## DOCUMENT SECTION:
There were three of them on my Tithonia (Mexican Sunflower) that day in December 2018. I spotted them when I approached bed #2 in my now one year old Georgia Piedmont natives garden. A cranial barrage of thoughts exploded in my head when I saw them. A near overload of positive, inspirational, sensual brain transmissions, all instantaneous and all lit by the sight of those three Monarchs.
I may have logged more hours in the field than almost all of you. True that when it comes to seeking butterflies. Countless times I’m intent on copping an image of a swallowtail, or a fritillary, or a brushfoot, or a skipper, when from the corner of my eye I spot a Monarch gently flying in. What do you and I do next? We know what we’ve done, time and time again. We politely abandon the butterfly we were working to shoot, and we head over to the Monarch. Monarchs sing a siren’s song, they do.

## GIVEN ENTRIES:

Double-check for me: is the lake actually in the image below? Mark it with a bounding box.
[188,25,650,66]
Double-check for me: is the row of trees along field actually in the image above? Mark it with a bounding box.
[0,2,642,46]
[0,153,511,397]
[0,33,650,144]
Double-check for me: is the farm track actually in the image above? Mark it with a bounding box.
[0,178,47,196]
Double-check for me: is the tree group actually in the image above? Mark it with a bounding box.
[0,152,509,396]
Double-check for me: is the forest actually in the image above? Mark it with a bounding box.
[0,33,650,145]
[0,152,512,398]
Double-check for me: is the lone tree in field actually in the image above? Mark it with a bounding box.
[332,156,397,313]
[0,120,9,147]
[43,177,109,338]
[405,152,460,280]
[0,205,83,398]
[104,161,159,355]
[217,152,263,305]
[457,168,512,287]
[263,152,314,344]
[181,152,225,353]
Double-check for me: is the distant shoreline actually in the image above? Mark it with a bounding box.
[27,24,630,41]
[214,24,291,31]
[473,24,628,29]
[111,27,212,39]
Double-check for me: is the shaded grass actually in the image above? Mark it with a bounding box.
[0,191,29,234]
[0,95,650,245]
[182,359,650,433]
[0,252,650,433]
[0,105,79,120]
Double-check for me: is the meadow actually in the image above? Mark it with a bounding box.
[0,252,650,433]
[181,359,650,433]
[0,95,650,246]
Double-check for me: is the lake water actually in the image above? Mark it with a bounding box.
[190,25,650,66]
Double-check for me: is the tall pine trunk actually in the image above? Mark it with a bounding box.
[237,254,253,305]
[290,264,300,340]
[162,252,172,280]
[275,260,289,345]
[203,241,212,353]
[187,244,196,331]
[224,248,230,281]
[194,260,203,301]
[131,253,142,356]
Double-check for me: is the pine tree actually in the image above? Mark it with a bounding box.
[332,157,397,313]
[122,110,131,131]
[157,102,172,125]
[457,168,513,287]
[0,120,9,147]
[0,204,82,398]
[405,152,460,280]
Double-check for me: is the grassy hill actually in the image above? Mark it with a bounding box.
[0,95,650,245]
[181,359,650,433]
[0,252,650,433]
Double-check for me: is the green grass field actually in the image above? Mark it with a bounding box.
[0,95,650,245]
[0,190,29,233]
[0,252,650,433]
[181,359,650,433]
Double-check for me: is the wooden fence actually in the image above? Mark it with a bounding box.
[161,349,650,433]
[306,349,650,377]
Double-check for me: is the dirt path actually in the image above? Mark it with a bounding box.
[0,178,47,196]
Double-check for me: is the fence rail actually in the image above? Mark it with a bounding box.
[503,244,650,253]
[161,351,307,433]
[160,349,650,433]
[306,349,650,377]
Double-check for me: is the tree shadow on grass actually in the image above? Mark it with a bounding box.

## OBJECTIVE:
Rewrite the Monarch butterfly text, starting with "There were three" and going on through "those three Monarchs.", replacing "December 2018" with "January 2019".

## ANSWER TO THE TASK:
There were three of them on my Tithonia (Mexican Sunflower) that day in January 2019. I spotted them when I approached bed #2 in my now one year old Georgia Piedmont natives garden. A cranial barrage of thoughts exploded in my head when I saw them. A near overload of positive, inspirational, sensual brain transmissions, all instantaneous and all lit by the sight of those three Monarchs.